TASK INSTRUCTIONS - Below is a listing. Quote from it, exactly, the lines from the one containing "Where can the white shirt" down to the one containing "Where can the penguin flipper", both ends included, and nothing else.

ENTRIES PROVIDED -

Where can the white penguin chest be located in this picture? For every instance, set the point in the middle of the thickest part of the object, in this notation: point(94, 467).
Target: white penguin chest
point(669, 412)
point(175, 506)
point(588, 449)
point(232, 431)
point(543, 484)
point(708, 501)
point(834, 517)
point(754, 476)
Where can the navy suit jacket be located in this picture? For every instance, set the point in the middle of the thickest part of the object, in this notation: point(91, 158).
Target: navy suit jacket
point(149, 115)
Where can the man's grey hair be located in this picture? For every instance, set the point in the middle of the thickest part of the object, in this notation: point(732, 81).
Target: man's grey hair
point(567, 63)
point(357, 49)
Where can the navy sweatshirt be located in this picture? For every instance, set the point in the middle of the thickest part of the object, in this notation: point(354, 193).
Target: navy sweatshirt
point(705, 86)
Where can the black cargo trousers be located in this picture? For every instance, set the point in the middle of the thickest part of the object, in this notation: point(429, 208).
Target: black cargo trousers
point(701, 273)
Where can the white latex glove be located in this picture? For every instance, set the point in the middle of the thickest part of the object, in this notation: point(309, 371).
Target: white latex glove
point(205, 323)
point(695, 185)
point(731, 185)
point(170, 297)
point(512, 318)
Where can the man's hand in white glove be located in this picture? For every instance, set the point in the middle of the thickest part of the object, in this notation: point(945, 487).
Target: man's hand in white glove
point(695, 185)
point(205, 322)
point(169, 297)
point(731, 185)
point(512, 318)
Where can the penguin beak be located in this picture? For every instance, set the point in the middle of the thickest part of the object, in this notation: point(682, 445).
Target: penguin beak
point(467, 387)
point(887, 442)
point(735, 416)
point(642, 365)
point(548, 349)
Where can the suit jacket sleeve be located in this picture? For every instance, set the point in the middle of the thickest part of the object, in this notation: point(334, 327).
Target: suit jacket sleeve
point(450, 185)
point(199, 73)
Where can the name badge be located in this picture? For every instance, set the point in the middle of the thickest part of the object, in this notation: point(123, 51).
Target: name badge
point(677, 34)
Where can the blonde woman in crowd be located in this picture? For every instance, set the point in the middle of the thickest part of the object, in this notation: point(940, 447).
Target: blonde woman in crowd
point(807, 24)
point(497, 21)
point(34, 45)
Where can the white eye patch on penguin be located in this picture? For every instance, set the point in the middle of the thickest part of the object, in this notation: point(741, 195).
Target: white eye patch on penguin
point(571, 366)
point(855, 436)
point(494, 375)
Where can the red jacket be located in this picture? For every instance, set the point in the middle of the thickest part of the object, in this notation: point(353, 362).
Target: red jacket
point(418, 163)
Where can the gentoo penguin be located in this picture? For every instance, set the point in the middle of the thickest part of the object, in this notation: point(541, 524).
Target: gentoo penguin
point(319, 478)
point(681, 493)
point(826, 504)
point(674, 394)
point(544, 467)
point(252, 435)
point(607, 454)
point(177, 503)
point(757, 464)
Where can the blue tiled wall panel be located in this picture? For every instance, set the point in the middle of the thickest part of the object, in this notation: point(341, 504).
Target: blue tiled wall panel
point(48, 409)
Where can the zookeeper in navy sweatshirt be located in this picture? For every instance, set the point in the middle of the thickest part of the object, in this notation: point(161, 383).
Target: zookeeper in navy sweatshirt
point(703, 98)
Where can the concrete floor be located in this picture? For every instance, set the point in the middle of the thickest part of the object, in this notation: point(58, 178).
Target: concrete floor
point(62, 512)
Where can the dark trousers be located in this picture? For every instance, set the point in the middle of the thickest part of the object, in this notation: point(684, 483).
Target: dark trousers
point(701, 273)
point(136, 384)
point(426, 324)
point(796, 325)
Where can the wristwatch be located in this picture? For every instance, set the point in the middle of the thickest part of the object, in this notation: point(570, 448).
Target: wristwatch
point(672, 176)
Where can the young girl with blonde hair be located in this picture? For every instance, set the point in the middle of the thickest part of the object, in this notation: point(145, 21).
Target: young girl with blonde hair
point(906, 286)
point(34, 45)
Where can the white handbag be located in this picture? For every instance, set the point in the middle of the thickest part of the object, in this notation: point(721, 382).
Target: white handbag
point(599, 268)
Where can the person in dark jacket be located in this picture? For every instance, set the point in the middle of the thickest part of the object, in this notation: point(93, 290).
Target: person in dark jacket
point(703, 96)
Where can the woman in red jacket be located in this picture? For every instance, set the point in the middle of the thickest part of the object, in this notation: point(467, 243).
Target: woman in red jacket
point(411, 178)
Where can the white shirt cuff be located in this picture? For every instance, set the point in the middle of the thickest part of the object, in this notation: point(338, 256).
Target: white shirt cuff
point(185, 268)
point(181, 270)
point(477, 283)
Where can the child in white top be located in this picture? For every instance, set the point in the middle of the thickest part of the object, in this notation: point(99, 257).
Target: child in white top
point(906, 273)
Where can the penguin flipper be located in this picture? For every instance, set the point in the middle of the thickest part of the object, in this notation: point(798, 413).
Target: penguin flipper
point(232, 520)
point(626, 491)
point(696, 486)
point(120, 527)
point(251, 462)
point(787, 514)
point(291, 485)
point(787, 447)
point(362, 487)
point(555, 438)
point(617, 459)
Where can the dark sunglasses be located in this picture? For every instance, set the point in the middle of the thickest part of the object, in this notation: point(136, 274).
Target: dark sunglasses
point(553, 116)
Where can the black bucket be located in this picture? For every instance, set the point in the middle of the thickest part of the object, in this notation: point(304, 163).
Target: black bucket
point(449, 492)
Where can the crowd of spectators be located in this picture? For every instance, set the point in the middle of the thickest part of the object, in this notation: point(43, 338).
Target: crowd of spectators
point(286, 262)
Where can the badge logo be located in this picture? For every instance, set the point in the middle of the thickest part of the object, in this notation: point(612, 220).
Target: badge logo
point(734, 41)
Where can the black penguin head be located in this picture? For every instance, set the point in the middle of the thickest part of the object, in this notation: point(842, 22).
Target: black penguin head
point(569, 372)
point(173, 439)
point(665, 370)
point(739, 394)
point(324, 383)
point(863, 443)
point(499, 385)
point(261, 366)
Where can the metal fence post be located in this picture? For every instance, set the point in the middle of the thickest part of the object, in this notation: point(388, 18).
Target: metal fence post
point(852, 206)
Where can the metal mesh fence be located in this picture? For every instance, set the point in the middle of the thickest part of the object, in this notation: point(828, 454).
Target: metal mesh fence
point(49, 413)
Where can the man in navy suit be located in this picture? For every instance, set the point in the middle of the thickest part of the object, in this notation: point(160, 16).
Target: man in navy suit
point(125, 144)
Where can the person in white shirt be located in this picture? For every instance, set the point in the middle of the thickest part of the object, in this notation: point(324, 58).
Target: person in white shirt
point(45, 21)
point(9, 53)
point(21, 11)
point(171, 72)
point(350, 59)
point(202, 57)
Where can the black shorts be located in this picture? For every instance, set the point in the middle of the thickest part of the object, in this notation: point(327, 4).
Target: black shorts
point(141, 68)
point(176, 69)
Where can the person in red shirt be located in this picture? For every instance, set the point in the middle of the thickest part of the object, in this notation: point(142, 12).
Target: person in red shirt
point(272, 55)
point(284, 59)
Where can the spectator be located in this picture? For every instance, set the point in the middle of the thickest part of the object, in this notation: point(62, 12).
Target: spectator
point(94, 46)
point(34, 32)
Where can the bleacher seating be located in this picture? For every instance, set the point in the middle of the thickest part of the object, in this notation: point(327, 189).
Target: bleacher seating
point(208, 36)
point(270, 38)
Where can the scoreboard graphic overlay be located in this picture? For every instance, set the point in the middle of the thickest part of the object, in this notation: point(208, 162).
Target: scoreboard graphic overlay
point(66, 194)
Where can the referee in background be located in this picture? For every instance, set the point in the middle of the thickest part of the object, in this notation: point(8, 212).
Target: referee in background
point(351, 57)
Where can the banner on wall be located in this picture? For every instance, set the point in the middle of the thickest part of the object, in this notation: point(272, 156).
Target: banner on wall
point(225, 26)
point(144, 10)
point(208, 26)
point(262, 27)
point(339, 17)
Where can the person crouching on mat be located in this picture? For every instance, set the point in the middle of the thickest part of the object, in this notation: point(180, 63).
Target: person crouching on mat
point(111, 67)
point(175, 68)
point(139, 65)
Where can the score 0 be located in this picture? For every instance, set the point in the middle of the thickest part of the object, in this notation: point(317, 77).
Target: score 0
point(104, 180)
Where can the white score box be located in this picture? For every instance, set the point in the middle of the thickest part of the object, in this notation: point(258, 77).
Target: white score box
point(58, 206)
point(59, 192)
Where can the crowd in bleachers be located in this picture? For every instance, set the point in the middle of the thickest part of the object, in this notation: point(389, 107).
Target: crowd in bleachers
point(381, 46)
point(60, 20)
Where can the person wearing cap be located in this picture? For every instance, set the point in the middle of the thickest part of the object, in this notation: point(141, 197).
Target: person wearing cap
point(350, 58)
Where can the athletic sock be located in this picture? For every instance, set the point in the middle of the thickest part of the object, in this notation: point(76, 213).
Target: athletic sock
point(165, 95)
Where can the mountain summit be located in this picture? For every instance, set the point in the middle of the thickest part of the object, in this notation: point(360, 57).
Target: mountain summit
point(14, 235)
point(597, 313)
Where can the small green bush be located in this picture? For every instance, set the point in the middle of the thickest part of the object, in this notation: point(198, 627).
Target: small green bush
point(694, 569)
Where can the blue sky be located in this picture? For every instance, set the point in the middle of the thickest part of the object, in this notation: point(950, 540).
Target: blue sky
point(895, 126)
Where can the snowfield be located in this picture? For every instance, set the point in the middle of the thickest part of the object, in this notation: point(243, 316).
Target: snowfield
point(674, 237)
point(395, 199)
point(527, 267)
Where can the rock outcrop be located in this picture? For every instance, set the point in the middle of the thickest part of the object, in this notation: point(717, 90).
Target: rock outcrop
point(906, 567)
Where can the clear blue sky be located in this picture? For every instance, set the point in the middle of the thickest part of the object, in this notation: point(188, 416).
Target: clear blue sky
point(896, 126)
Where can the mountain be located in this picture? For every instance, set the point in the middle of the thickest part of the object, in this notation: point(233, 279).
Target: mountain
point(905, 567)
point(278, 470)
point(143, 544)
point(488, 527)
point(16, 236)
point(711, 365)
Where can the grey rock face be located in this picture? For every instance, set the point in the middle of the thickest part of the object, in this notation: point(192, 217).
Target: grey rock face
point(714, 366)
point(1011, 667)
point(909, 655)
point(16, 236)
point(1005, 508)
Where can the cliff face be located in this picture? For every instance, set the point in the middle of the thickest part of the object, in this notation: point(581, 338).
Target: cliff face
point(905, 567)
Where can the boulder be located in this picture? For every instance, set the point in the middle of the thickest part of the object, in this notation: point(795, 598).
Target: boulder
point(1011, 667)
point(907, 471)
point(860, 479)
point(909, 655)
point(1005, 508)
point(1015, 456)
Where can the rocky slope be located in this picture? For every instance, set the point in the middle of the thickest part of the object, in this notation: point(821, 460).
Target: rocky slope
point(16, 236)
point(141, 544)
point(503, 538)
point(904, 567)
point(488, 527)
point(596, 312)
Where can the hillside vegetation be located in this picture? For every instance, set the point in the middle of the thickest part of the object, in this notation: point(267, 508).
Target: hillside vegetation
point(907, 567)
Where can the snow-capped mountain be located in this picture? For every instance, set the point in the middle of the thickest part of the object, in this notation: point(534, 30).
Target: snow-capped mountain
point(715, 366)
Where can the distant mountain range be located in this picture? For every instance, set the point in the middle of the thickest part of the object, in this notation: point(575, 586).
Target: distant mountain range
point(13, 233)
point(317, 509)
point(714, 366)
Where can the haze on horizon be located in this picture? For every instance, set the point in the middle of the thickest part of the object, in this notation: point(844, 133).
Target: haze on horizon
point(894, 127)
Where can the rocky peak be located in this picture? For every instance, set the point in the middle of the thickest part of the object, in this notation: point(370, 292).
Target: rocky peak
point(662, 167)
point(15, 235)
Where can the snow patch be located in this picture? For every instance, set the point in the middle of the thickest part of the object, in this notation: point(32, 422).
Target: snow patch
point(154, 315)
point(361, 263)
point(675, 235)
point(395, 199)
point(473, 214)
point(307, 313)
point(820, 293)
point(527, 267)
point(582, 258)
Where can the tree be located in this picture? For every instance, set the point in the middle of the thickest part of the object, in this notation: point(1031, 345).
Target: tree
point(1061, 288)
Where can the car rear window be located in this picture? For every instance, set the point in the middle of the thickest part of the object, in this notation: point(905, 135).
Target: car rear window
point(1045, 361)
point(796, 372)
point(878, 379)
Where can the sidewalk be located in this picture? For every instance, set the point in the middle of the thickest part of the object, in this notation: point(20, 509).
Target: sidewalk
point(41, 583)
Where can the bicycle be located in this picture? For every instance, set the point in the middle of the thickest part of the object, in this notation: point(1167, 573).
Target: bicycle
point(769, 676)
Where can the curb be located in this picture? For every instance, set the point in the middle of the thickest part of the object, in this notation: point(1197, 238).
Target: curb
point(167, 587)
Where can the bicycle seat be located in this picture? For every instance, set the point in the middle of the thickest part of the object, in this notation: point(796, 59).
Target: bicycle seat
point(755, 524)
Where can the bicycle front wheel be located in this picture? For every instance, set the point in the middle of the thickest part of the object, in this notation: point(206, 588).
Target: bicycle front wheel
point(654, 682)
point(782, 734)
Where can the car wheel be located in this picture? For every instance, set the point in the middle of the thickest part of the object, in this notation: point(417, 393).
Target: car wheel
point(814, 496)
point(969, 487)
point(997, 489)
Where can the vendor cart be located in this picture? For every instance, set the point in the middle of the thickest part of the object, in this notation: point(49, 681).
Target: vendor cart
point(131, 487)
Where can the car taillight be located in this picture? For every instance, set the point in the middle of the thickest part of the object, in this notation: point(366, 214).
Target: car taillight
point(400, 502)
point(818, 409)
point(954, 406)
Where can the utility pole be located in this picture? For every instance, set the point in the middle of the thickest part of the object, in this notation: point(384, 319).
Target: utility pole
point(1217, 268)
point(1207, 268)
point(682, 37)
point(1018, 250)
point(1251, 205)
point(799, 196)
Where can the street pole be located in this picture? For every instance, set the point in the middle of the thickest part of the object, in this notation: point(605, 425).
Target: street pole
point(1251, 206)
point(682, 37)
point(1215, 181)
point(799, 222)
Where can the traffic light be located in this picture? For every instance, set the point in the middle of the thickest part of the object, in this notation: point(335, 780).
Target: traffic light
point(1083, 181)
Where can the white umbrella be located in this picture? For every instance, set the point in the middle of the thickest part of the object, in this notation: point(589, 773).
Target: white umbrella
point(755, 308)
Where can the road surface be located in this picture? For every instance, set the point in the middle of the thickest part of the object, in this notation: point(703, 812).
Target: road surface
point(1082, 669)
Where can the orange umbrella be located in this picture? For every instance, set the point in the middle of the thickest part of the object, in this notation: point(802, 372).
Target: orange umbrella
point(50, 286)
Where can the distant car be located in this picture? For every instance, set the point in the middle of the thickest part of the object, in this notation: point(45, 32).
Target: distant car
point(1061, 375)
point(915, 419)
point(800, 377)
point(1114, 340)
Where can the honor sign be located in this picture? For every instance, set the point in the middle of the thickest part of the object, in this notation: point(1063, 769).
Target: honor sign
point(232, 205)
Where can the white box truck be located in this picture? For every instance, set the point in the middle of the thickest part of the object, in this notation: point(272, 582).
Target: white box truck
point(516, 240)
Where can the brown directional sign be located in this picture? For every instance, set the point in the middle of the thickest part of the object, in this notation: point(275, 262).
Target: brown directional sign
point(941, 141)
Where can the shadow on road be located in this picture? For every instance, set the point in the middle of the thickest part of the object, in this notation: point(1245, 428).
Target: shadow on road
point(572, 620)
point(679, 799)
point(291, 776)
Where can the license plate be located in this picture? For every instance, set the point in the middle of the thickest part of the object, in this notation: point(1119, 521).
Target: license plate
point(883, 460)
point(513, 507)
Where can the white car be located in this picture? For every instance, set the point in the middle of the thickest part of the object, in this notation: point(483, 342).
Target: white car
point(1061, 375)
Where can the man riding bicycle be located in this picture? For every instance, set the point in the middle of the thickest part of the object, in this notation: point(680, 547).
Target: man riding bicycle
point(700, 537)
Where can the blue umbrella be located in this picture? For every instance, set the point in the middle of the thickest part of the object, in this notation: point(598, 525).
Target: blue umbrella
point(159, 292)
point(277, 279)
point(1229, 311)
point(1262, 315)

WRITTEN RESPONSE -
Where can the white shirt cuff be located in this picture? For every instance, set the point in the middle of the thickest part of the object, in this notation: point(338, 256).
Target: white shirt cuff
point(185, 268)
point(181, 270)
point(477, 283)
Where can the child in white top be located in this picture? For every instance, set the point in the middle of the thickest part of the object, in this notation: point(99, 257).
Target: child in white top
point(906, 273)
Where can the penguin flipper be located in this picture? For every instance, set the point in the middle of the thickest part of the object, in this notation: point(798, 413).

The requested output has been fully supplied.